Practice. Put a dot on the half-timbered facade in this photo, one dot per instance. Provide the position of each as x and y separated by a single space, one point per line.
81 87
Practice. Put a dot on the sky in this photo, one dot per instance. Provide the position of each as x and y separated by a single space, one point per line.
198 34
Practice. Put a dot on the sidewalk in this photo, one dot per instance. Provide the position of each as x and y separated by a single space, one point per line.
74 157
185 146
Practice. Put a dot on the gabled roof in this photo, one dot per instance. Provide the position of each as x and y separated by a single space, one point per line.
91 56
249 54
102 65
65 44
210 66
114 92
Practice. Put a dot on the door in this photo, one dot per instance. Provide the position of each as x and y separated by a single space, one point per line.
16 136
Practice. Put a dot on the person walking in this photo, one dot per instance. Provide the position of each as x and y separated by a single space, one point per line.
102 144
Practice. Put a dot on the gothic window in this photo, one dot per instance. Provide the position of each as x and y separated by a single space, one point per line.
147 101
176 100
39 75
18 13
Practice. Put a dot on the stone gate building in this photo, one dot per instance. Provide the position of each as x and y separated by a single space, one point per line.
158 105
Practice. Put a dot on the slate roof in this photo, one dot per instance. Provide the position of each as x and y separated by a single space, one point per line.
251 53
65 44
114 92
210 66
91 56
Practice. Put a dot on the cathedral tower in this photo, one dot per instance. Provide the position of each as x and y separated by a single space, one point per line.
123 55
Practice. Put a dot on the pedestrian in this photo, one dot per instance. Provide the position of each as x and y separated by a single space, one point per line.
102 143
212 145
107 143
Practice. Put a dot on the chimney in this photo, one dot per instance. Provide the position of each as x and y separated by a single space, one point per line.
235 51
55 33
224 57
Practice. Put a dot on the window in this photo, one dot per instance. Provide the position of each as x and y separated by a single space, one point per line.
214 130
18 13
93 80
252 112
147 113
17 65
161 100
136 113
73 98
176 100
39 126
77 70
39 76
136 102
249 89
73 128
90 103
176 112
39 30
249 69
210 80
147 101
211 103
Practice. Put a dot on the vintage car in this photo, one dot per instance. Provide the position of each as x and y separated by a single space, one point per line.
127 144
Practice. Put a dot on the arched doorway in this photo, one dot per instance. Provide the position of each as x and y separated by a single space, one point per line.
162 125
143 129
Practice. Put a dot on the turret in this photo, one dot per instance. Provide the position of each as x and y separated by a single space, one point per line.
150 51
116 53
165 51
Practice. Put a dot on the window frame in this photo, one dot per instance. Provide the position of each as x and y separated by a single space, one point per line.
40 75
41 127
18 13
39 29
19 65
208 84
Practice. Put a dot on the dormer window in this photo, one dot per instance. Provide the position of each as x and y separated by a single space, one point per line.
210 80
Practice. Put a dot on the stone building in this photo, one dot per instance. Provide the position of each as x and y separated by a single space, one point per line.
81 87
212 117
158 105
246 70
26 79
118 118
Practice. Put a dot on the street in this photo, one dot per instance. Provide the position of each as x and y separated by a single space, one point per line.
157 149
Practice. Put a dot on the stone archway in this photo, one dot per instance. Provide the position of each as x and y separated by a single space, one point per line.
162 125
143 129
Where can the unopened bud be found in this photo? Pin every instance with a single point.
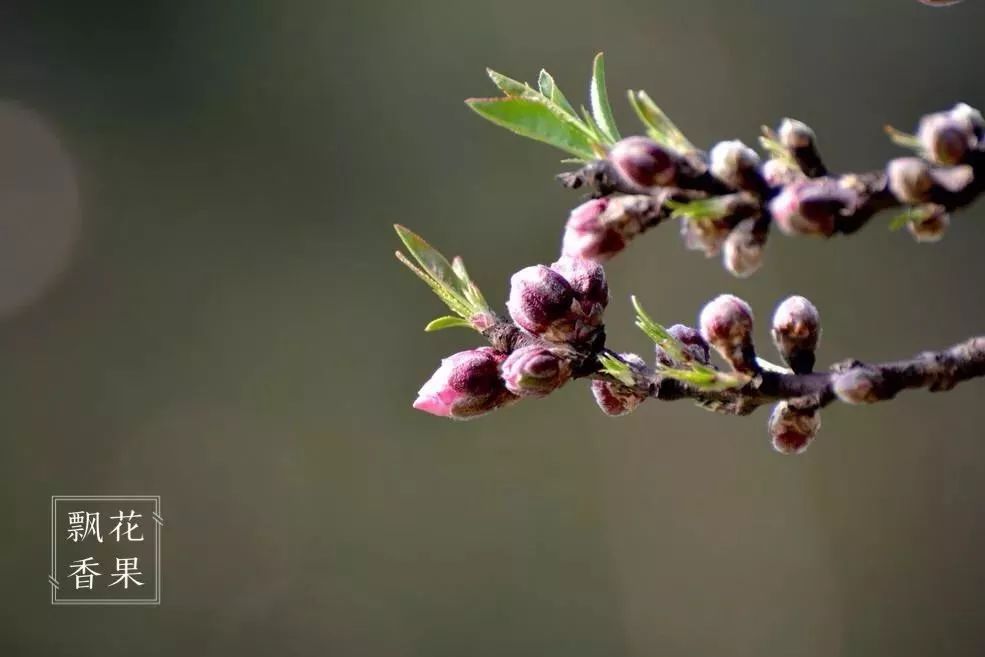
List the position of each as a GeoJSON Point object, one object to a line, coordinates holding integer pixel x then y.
{"type": "Point", "coordinates": [743, 251]}
{"type": "Point", "coordinates": [910, 179]}
{"type": "Point", "coordinates": [587, 279]}
{"type": "Point", "coordinates": [777, 172]}
{"type": "Point", "coordinates": [615, 398]}
{"type": "Point", "coordinates": [795, 134]}
{"type": "Point", "coordinates": [466, 385]}
{"type": "Point", "coordinates": [930, 228]}
{"type": "Point", "coordinates": [643, 162]}
{"type": "Point", "coordinates": [812, 207]}
{"type": "Point", "coordinates": [540, 301]}
{"type": "Point", "coordinates": [972, 118]}
{"type": "Point", "coordinates": [726, 324]}
{"type": "Point", "coordinates": [796, 332]}
{"type": "Point", "coordinates": [858, 385]}
{"type": "Point", "coordinates": [535, 371]}
{"type": "Point", "coordinates": [695, 347]}
{"type": "Point", "coordinates": [945, 139]}
{"type": "Point", "coordinates": [792, 429]}
{"type": "Point", "coordinates": [732, 162]}
{"type": "Point", "coordinates": [600, 228]}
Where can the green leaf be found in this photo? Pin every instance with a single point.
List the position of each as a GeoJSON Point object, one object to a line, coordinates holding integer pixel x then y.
{"type": "Point", "coordinates": [617, 369]}
{"type": "Point", "coordinates": [537, 120]}
{"type": "Point", "coordinates": [659, 126]}
{"type": "Point", "coordinates": [550, 91]}
{"type": "Point", "coordinates": [701, 209]}
{"type": "Point", "coordinates": [435, 270]}
{"type": "Point", "coordinates": [904, 139]}
{"type": "Point", "coordinates": [599, 96]}
{"type": "Point", "coordinates": [509, 86]}
{"type": "Point", "coordinates": [446, 322]}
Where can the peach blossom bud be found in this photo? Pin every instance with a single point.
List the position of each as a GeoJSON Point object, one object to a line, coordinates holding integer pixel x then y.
{"type": "Point", "coordinates": [466, 385]}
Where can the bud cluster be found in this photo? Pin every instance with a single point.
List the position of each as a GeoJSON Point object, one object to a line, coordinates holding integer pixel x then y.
{"type": "Point", "coordinates": [726, 325]}
{"type": "Point", "coordinates": [562, 303]}
{"type": "Point", "coordinates": [614, 398]}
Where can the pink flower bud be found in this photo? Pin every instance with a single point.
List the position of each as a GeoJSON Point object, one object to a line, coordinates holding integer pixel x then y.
{"type": "Point", "coordinates": [812, 207]}
{"type": "Point", "coordinates": [742, 255]}
{"type": "Point", "coordinates": [909, 179]}
{"type": "Point", "coordinates": [694, 345]}
{"type": "Point", "coordinates": [945, 139]}
{"type": "Point", "coordinates": [643, 162]}
{"type": "Point", "coordinates": [932, 228]}
{"type": "Point", "coordinates": [587, 279]}
{"type": "Point", "coordinates": [588, 235]}
{"type": "Point", "coordinates": [796, 332]}
{"type": "Point", "coordinates": [732, 162]}
{"type": "Point", "coordinates": [535, 371]}
{"type": "Point", "coordinates": [544, 303]}
{"type": "Point", "coordinates": [792, 429]}
{"type": "Point", "coordinates": [857, 385]}
{"type": "Point", "coordinates": [466, 385]}
{"type": "Point", "coordinates": [616, 399]}
{"type": "Point", "coordinates": [777, 172]}
{"type": "Point", "coordinates": [726, 324]}
{"type": "Point", "coordinates": [795, 134]}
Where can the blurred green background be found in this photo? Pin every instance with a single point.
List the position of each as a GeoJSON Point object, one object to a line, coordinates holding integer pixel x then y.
{"type": "Point", "coordinates": [199, 300]}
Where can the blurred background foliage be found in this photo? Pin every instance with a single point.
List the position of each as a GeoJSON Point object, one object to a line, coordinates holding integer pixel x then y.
{"type": "Point", "coordinates": [199, 300]}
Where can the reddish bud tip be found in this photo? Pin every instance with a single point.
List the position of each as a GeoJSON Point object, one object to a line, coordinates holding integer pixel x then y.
{"type": "Point", "coordinates": [643, 162]}
{"type": "Point", "coordinates": [732, 162]}
{"type": "Point", "coordinates": [535, 371]}
{"type": "Point", "coordinates": [857, 385]}
{"type": "Point", "coordinates": [796, 332]}
{"type": "Point", "coordinates": [792, 429]}
{"type": "Point", "coordinates": [466, 385]}
{"type": "Point", "coordinates": [726, 324]}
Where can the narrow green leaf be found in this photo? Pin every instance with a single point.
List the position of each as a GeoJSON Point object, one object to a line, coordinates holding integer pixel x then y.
{"type": "Point", "coordinates": [508, 86]}
{"type": "Point", "coordinates": [454, 302]}
{"type": "Point", "coordinates": [599, 96]}
{"type": "Point", "coordinates": [550, 90]}
{"type": "Point", "coordinates": [904, 139]}
{"type": "Point", "coordinates": [446, 322]}
{"type": "Point", "coordinates": [537, 120]}
{"type": "Point", "coordinates": [617, 369]}
{"type": "Point", "coordinates": [659, 126]}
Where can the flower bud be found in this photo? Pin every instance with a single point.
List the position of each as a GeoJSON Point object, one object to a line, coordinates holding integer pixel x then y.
{"type": "Point", "coordinates": [643, 162]}
{"type": "Point", "coordinates": [540, 301]}
{"type": "Point", "coordinates": [796, 332]}
{"type": "Point", "coordinates": [795, 134]}
{"type": "Point", "coordinates": [694, 345]}
{"type": "Point", "coordinates": [744, 246]}
{"type": "Point", "coordinates": [535, 371]}
{"type": "Point", "coordinates": [972, 118]}
{"type": "Point", "coordinates": [587, 279]}
{"type": "Point", "coordinates": [466, 385]}
{"type": "Point", "coordinates": [812, 207]}
{"type": "Point", "coordinates": [792, 429]}
{"type": "Point", "coordinates": [726, 324]}
{"type": "Point", "coordinates": [945, 139]}
{"type": "Point", "coordinates": [857, 385]}
{"type": "Point", "coordinates": [932, 227]}
{"type": "Point", "coordinates": [706, 235]}
{"type": "Point", "coordinates": [616, 399]}
{"type": "Point", "coordinates": [909, 179]}
{"type": "Point", "coordinates": [777, 172]}
{"type": "Point", "coordinates": [591, 234]}
{"type": "Point", "coordinates": [732, 162]}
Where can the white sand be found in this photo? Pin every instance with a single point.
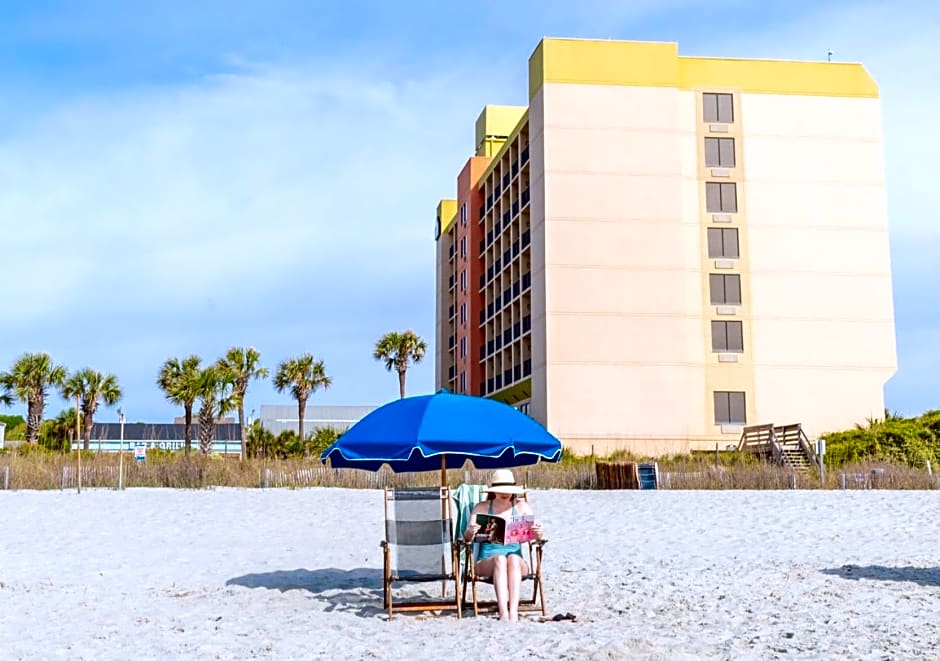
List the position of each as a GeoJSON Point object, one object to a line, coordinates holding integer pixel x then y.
{"type": "Point", "coordinates": [281, 574]}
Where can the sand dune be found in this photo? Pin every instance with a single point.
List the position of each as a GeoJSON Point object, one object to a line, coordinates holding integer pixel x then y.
{"type": "Point", "coordinates": [278, 574]}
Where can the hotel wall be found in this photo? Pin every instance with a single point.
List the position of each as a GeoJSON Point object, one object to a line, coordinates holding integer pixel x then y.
{"type": "Point", "coordinates": [622, 277]}
{"type": "Point", "coordinates": [823, 321]}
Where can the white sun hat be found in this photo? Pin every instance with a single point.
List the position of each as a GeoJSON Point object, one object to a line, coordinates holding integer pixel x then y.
{"type": "Point", "coordinates": [503, 481]}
_ _ _ _ _
Across the lines of the material above, tally those holding the word "green" and state the number by itself.

3